# Request
Could you rewrite the items below with "annotating" replaced by "marking" and everything else unchanged? Leave the pictures out of your answer.
>> Begin
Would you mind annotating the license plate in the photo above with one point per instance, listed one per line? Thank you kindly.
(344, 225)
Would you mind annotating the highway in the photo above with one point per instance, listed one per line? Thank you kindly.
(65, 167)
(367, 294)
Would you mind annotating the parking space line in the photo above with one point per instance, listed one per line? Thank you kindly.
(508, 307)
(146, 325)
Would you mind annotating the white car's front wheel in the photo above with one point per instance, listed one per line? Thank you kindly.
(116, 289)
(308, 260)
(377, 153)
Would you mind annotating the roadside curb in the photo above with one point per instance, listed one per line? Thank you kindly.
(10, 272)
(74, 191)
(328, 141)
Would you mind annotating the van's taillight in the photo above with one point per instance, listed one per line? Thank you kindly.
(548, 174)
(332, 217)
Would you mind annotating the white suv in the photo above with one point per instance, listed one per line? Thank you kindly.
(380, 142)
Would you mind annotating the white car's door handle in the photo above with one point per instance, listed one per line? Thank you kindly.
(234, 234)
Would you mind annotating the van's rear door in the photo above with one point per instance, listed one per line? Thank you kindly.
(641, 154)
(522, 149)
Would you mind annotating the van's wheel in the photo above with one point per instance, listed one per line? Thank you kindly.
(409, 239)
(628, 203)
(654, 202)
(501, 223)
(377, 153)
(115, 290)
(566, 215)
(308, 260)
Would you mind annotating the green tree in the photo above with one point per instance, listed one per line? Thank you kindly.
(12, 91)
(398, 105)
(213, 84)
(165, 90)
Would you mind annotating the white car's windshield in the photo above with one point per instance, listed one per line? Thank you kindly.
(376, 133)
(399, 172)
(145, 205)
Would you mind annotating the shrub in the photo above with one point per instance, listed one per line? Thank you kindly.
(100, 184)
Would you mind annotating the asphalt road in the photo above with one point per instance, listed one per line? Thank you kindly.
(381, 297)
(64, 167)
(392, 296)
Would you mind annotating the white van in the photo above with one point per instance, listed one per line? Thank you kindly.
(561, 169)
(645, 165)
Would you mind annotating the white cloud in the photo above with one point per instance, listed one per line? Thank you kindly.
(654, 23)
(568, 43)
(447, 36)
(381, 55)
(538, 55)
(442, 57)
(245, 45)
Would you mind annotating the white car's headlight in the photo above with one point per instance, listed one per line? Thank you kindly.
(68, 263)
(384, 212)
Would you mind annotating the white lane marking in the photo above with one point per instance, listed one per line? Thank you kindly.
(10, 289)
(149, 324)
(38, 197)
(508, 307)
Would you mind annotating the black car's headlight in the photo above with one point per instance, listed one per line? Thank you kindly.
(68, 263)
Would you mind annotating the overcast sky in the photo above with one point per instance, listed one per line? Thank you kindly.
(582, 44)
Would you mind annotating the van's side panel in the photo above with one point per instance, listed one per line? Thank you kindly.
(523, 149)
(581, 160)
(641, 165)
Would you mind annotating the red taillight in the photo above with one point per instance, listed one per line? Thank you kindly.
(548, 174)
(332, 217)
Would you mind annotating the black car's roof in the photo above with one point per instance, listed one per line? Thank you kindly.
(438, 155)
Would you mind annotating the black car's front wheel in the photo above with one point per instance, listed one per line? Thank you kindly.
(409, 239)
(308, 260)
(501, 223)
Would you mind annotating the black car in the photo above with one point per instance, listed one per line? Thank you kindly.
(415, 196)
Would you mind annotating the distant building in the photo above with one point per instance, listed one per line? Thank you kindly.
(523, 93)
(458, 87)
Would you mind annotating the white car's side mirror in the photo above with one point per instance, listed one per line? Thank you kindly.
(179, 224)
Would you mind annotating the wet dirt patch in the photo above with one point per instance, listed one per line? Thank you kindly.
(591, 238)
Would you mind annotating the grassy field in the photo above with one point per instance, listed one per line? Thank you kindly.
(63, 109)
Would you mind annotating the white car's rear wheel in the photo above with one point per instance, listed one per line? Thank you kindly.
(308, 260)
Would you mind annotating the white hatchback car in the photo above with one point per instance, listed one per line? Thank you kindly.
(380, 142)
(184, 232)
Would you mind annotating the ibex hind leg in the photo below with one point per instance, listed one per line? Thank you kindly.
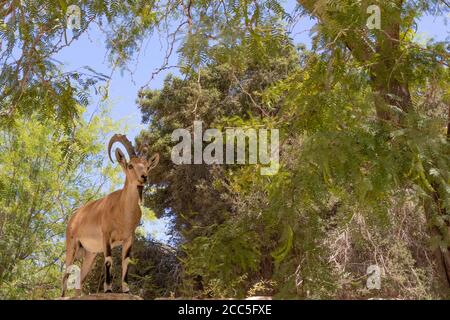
(70, 257)
(107, 287)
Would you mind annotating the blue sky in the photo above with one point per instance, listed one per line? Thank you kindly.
(90, 51)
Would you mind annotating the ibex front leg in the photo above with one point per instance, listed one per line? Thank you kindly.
(126, 253)
(108, 264)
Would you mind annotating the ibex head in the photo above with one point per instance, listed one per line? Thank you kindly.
(138, 167)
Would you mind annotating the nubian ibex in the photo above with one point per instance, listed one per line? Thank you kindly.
(110, 221)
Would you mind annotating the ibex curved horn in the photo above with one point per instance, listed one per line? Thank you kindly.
(125, 142)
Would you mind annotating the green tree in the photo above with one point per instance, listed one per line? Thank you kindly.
(45, 175)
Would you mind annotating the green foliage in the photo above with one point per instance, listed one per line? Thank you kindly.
(45, 174)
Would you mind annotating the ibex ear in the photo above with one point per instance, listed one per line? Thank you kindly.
(120, 157)
(153, 161)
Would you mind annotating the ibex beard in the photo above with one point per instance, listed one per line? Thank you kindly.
(103, 224)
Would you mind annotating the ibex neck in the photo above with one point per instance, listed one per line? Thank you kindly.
(131, 194)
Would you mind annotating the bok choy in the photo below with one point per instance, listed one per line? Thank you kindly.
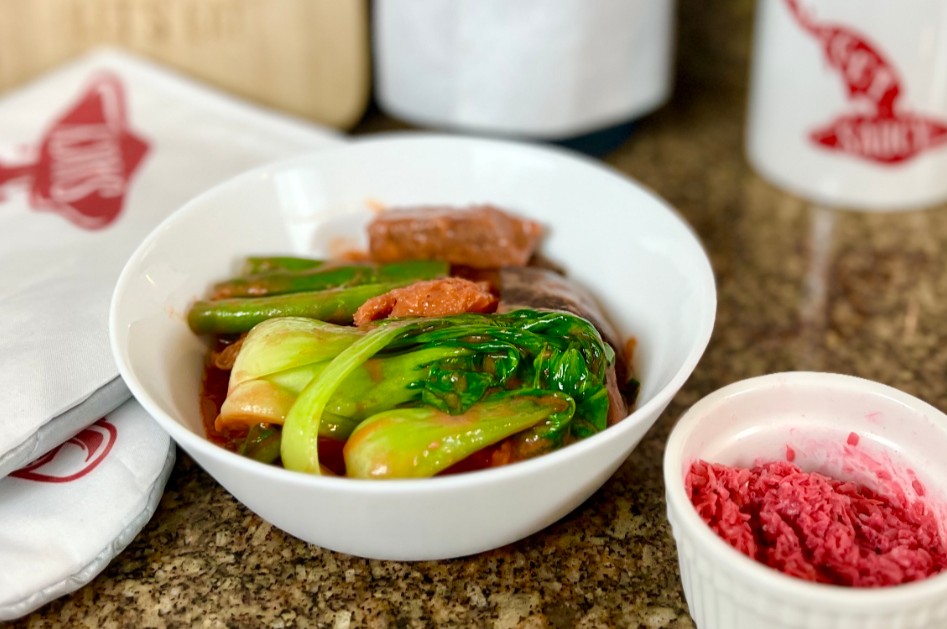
>> End
# Task response
Would you mind marking the license plate in the photo above with one point per instance, listed one per line? Thank you kindly.
(344, 225)
Would you mind marking the highway in the photo above with one point per instance, listed one per line? Thank you kindly.
(65, 167)
(367, 294)
Would you mind marking the parking space line in the photo above with one point per instance, listed one per line? Thank you kindly.
(508, 307)
(146, 325)
Would you mind marking the white car's front wheel in the photo above with one point per instance, listed one per line? Thank you kindly.
(116, 289)
(308, 260)
(377, 153)
Would you mind marking the roadside curb in the photo above with one point per instance, listed one per line? Thank you kindly.
(10, 272)
(74, 191)
(328, 141)
Would you mind marking the van's taillight in the photo above with one point per instance, listed one per line? Thank you kindly.
(548, 174)
(332, 217)
Would you mind marking the white suv in the photo above with one point per instance, listed one per line? Thank you kindly.
(380, 142)
Would you mind marking the white car's door handle in the photo above with one point per instance, listed one per line? Thank you kindly.
(234, 234)
Would you mind marking the van's rear door in the photo above with one point per instance, listed one per line? Thank you kindly.
(641, 154)
(522, 149)
Would you mind marking the van's wheel in the photo above with one point per instance, listed one per line? Thank you kindly.
(409, 239)
(628, 203)
(654, 202)
(501, 223)
(377, 153)
(115, 290)
(566, 215)
(308, 260)
Would you mind marking the green tree in the photo above with one point per instance, listed one per line? Thank you kindly.
(12, 91)
(398, 105)
(213, 84)
(165, 90)
Would you mind marking the white car's windshield in the photo above with one point per instance, listed one per line? Thank you kindly.
(376, 133)
(399, 172)
(145, 205)
Would you mind marking the shrub in the photo above with one point per instance, listed one per line? Thank you kindly.
(100, 184)
Would you mind marking the asphalt road in the photo above with one point per instance, listed one per line? Thank you kindly.
(381, 297)
(64, 167)
(392, 296)
Would you mind marking the white van in the photo above with one point per instance, listed one per line? Thank you kindly.
(561, 169)
(645, 165)
Would you mind marking the white cloud in the photo above with one point per instance, listed one per line? Thank you kindly.
(654, 23)
(568, 43)
(447, 36)
(381, 55)
(538, 55)
(442, 57)
(245, 45)
Would you mind marking the white car's headlight in the photo above with one point per instance, listed one per line? Thank you kindly.
(68, 263)
(384, 212)
Would you mind marking the white lane marking in the photo above with one point per instance, listed one per line? Thank you kindly.
(10, 289)
(149, 324)
(38, 197)
(508, 307)
Would you mind marking the black car's headlight in the photo above with one point per instance, listed one per line? Thank you kindly.
(68, 263)
Would you mind marking the overcast sky in the photo above with one point per instance, listed one per line? Thank you kindly.
(582, 44)
Would you mind marking the van's side panel in the photo above with one point per instance, listed one per line? Thank you kindly.
(523, 149)
(581, 160)
(641, 165)
Would you mind marking the red taillight in the photo above with one point per instance, listed one per line? Thank you kindly.
(548, 174)
(332, 217)
Would you mind marking the black car's roof in the photo above with one point per instance, listed one per line? Thank you kindly.
(438, 155)
Would you mind marking the black car's front wheel in the photo above with one point per instance, listed one per line? Thank you kindly.
(409, 239)
(308, 260)
(501, 223)
Would you mind marking the black car in the photo above with one point per instance, listed one per line? Thank you kindly.
(415, 196)
Would you mind marking the distant building in the photo above with one point per instance, listed one per line? Thank you kindly.
(523, 93)
(458, 87)
Would you mind marking the white car's side mirror in the photo above with one point per instance, listed one per line? Thank you kindly.
(179, 224)
Would you mind marking the wet dirt patch in the photo above with one point per instance, listed one per line? Thank you kindly.
(591, 238)
Would you mind marking the grassy field in the photo above with one point per instance, listed one per line? Thank you kindly.
(63, 109)
Would you mind marking the white car's rear wheel in the photo above with one point per instance, listed one per line? Thank you kindly.
(308, 260)
Would you mind marking the white hatchback car in the photo above with one point per instance, listed one per line? Thank you kindly.
(380, 142)
(184, 232)
Would you mind marking the ibex hind leg in the photo below with one point per instance, listed one per line? Thank you kindly.
(70, 257)
(107, 287)
Would you mind marking the blue sky in the photo above with one point per instance, listed one per line? Thank you kindly.
(90, 51)
Would you mind marking the ibex front leg in the photo above with one point per instance, listed one per line? Thank you kindly.
(126, 253)
(108, 264)
Would you mind marking the ibex head in the photo above with one point per instance, listed one per line? Thank you kindly.
(138, 167)
Would you mind marking the nubian ibex in the photo above with one point per instance, listed one per line? Thank you kindly.
(110, 221)
Would you mind marking the ibex curved horn in the photo above with one point per instance, listed one per line? Thank you kindly.
(125, 142)
Would you mind marking the green tree in the photo above with one point per instance, listed one per line? Thank you kindly.
(45, 175)
Would you mind marking the green foliage in the photo above with one point per instance, listed one per line? Thank you kindly.
(45, 174)
Would you mind marking the ibex ear in the photo above with one point per instance, listed one per line? Thank you kindly.
(120, 157)
(153, 161)
Would you mind marking the ibex beard in the photo above with one point per instance, listed one per line? Thank you kindly.
(103, 224)
Would you mind marking the ibex neck in the photo above with one point per instance, listed one per line? Thank you kindly.
(131, 194)
Would you mind marking the bok choy in the photo below with one point per instance, listed one per line? Thank you kindly.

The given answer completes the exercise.